From the line containing "In this exercise you will label the chain" through the last line, print the records exactly and nothing else.
########
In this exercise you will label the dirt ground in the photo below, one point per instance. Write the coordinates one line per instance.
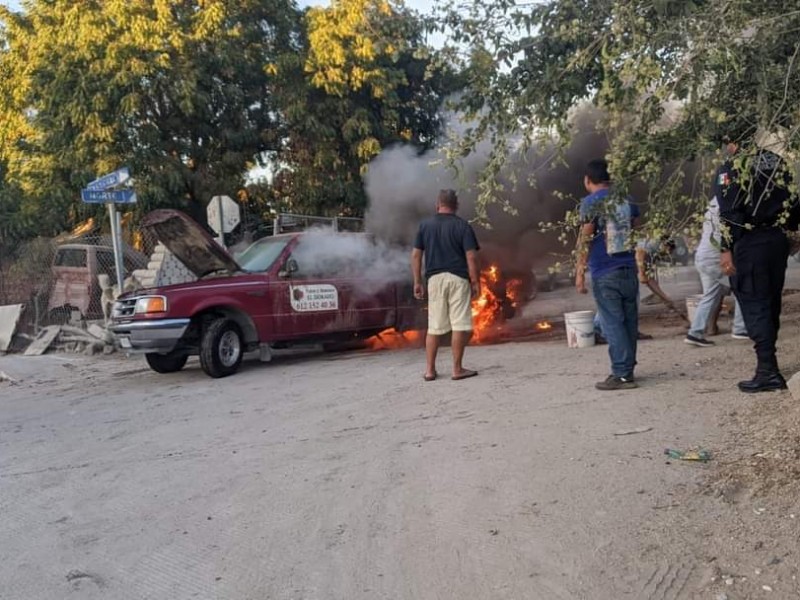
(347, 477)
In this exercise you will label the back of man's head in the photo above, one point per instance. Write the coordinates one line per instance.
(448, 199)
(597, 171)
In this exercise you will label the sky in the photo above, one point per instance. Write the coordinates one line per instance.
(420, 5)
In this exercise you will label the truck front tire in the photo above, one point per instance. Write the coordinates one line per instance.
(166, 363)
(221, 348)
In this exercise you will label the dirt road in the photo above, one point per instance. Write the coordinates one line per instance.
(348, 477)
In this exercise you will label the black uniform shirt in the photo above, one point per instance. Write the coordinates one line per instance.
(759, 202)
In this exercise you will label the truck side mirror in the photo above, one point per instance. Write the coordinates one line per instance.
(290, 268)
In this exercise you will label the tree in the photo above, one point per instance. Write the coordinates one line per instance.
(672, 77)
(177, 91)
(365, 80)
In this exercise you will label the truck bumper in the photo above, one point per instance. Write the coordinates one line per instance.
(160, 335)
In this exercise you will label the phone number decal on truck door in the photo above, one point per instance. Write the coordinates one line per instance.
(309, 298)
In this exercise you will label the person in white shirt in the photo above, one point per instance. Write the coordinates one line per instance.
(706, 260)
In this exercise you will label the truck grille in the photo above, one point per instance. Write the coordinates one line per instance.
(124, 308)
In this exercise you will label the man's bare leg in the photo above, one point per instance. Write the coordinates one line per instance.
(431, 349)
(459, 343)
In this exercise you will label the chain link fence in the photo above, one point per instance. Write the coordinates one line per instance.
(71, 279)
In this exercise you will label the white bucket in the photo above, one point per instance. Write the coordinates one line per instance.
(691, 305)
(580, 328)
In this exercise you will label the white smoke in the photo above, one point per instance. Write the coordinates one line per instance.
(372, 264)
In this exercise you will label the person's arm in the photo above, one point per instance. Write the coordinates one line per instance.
########
• ANSWER TO THE EXERCISE:
In this exercise you will label the chain link fence in the photo above, one point per instance. Write the coordinates one line per instance.
(71, 279)
In this exercise you will label the white bucket in the photo above, one point per instance. Write the coordinates one line per instance.
(691, 305)
(580, 328)
In this exercise you will label the white smoke in the photo above, one point per instance. Write the coordinates one line per instance.
(372, 264)
In this exercise you will label the person's arm in the photo above, one point per instance. Write the coordinates one line per instance.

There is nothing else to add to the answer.